**GOAL**. Please rewrite the part that opens with the line containing "tree shown in this photo, matching this sample?" and closes with the line containing "point(316, 493)", replacing "Target" with "Label" and leaving everything else unchanged. Give only those lines, and omit the pictures.

########

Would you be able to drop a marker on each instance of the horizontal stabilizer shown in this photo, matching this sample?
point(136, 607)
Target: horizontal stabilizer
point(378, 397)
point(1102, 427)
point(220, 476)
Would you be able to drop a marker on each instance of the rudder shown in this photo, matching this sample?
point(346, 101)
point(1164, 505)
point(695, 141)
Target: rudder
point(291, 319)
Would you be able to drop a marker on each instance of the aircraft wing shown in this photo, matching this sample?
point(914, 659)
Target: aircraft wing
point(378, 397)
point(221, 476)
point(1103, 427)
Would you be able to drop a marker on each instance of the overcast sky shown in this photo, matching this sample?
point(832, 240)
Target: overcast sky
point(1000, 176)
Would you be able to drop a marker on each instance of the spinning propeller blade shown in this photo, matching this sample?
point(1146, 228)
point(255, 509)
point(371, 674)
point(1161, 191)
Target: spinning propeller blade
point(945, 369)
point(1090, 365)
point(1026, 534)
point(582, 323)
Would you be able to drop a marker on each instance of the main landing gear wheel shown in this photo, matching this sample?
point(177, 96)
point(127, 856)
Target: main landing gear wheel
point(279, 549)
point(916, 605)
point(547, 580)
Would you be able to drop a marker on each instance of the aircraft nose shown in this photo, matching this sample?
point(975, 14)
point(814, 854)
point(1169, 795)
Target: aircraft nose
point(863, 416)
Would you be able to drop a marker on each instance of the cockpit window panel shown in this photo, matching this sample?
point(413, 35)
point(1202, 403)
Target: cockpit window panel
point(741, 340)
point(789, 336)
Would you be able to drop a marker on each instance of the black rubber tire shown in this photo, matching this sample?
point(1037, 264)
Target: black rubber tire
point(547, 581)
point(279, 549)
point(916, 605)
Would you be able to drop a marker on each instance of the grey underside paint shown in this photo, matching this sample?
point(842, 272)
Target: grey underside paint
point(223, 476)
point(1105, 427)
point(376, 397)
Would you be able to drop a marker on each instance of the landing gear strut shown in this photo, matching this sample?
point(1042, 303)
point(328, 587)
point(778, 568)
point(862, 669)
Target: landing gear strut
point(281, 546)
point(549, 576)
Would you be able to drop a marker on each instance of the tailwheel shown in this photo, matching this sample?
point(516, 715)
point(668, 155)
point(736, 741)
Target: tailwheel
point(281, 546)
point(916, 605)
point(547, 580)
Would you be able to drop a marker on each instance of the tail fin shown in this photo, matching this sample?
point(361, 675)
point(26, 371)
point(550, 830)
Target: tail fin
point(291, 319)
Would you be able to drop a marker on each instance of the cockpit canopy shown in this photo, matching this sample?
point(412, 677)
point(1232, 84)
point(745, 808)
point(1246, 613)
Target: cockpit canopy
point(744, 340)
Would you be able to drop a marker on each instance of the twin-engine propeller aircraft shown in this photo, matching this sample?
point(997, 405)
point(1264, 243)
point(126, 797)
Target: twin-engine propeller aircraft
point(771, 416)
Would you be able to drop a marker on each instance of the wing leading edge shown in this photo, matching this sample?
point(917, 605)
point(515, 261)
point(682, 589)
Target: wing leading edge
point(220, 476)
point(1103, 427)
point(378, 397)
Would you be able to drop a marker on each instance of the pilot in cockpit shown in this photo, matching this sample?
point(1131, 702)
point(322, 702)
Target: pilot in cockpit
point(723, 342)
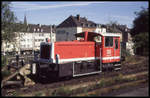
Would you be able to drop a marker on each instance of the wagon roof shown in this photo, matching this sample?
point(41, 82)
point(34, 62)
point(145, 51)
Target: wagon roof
point(93, 34)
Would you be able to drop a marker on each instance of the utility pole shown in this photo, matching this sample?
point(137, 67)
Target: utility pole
point(51, 33)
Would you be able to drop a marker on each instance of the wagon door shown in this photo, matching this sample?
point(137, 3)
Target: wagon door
point(116, 47)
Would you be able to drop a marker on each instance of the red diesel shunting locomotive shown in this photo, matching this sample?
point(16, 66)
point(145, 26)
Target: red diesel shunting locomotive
point(89, 55)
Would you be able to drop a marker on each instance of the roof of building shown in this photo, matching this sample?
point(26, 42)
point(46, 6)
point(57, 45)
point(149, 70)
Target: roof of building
point(39, 28)
point(76, 21)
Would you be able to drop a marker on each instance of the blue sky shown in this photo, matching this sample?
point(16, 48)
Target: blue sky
point(56, 12)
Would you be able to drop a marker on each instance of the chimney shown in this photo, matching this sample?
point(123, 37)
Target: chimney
point(78, 17)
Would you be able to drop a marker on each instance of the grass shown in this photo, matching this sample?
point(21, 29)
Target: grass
point(62, 91)
point(5, 73)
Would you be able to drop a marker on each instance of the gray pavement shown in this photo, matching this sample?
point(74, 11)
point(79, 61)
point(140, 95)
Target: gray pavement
point(139, 90)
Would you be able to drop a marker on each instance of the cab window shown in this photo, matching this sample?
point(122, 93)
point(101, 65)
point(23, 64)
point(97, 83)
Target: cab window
point(116, 43)
point(108, 41)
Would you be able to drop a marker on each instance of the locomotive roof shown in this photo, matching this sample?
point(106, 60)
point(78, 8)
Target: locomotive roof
point(93, 34)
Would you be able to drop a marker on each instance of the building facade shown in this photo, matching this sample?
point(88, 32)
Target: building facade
point(30, 40)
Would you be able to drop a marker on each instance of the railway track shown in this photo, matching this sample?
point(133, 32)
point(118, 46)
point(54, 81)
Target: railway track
point(84, 79)
point(126, 69)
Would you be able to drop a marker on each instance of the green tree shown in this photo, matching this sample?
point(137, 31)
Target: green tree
point(140, 32)
point(8, 21)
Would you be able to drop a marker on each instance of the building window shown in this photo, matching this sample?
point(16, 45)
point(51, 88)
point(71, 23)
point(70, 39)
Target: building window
point(41, 30)
point(34, 29)
point(116, 43)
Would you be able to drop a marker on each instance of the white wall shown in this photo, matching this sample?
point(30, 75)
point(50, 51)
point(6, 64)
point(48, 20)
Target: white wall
point(64, 34)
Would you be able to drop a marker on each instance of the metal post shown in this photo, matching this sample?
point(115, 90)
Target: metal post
point(51, 33)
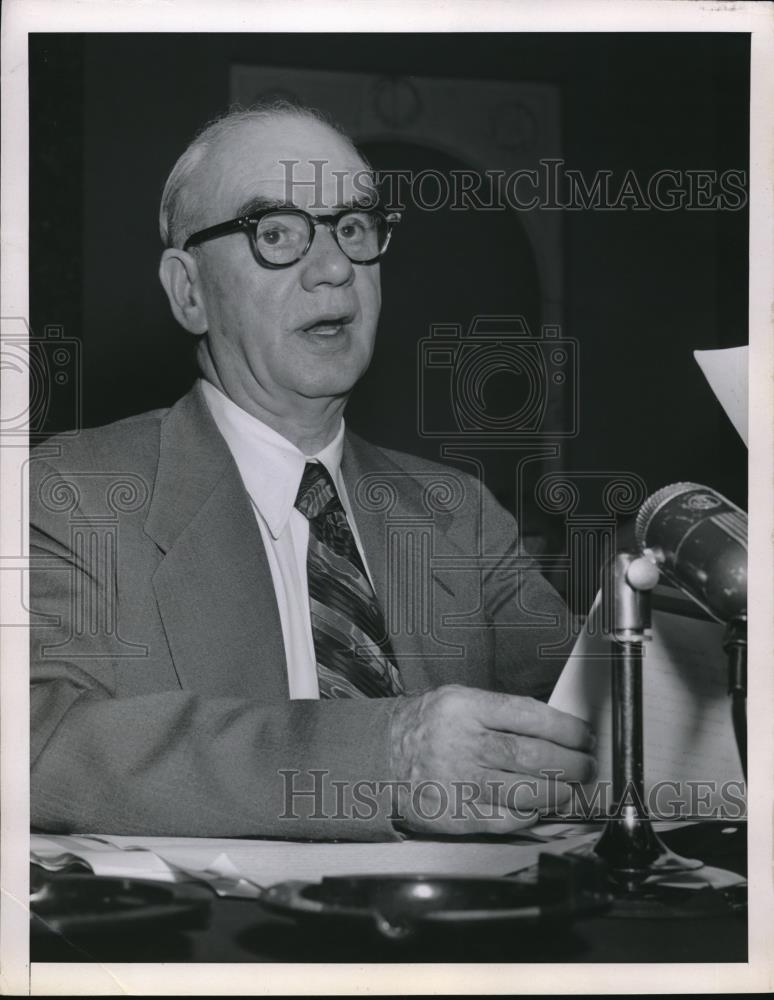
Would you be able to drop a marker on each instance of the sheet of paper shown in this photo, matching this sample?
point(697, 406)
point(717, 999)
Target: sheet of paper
point(233, 866)
point(692, 767)
point(726, 372)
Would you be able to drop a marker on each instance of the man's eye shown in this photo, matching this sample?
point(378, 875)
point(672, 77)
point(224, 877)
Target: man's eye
point(272, 237)
point(352, 229)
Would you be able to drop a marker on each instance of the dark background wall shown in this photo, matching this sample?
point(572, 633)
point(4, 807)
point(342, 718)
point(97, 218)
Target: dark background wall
point(111, 113)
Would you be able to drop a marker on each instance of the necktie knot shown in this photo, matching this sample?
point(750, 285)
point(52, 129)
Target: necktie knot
point(316, 493)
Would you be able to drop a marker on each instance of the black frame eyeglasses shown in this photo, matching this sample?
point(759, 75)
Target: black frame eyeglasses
point(362, 234)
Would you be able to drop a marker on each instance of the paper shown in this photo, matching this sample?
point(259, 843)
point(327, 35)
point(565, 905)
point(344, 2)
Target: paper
point(243, 867)
point(726, 372)
point(692, 767)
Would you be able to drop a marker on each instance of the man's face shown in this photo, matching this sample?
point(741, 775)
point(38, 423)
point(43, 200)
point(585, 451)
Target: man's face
point(307, 331)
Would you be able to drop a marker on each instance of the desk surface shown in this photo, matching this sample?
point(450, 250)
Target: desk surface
point(242, 931)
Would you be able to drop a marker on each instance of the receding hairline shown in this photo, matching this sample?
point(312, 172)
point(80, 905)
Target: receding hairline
point(177, 213)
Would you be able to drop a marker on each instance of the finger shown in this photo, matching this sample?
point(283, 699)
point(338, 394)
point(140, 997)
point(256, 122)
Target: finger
point(511, 713)
point(529, 755)
point(524, 795)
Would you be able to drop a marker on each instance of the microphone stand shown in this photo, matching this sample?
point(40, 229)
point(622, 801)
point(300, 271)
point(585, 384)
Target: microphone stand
point(735, 645)
point(628, 844)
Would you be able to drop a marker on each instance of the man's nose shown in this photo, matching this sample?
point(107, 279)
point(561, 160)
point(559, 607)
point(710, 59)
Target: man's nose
point(326, 263)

########

**SOLUTION TO THIS EXERCISE**.
Would you be able to drop a marker on each instance of the green tree shown in this photo, matching this sample?
point(137, 31)
Label: green tree
point(140, 32)
point(8, 21)
Would you be able to drop a marker on each instance of the building window shown in this photo, matching this sample?
point(16, 45)
point(51, 88)
point(71, 23)
point(70, 39)
Label: building window
point(41, 30)
point(34, 29)
point(116, 43)
Would you be able to drop a marker on each instance of the white wall shown in this photo, matching this sample?
point(30, 75)
point(50, 51)
point(6, 64)
point(48, 20)
Label: white wall
point(64, 34)
Would you be able to drop a marker on each instance of the metal post shown in this photo, matching this sample?
point(115, 90)
Label: metal post
point(51, 33)
Would you be able to drop a marker on each instance of the sheet of paper shown in this photo, matching this sample?
point(697, 406)
point(717, 999)
Label: sheet of paper
point(233, 866)
point(692, 767)
point(726, 372)
Would you be able to drop a marker on each instance of the man's eye shown in this photo, matching this sample?
point(378, 875)
point(672, 77)
point(224, 877)
Label: man's eye
point(272, 237)
point(352, 229)
Would you be able to drop a marker on each instance of the dark background wall shown in this photo, matching this sample?
point(572, 633)
point(4, 807)
point(342, 718)
point(97, 218)
Label: dark background wall
point(111, 113)
Would you be able to drop a marker on each instance of the necktie knot shown in this photo, matching this sample?
point(750, 285)
point(52, 129)
Label: necktie knot
point(316, 493)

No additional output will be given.